**Description of the task:** Reproduce every item below word for word, keeping each line unchanged and in the same order.

**Dataset content:**

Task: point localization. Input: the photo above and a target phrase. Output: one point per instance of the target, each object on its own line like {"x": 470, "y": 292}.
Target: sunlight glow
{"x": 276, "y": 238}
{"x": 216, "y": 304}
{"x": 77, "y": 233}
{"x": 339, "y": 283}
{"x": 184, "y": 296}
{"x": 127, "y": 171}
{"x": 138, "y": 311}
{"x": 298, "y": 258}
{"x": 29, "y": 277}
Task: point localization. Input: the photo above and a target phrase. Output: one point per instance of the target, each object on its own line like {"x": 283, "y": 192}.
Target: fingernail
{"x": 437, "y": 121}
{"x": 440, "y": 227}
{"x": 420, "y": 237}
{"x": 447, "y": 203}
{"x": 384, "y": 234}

**Full response:**
Task: point localization. Input: the photo above and a target phrase. Output: one point per instance of the target, each object on its own line like {"x": 470, "y": 292}.
Target: sunlight glow
{"x": 276, "y": 238}
{"x": 216, "y": 304}
{"x": 77, "y": 233}
{"x": 339, "y": 283}
{"x": 184, "y": 296}
{"x": 127, "y": 171}
{"x": 138, "y": 311}
{"x": 298, "y": 258}
{"x": 29, "y": 277}
Task: point localization. Input: the photo above and a target phrase. Output: one point per instance of the target, each object on its own line like {"x": 283, "y": 192}.
Target: fingernail
{"x": 437, "y": 121}
{"x": 440, "y": 227}
{"x": 420, "y": 237}
{"x": 447, "y": 203}
{"x": 384, "y": 234}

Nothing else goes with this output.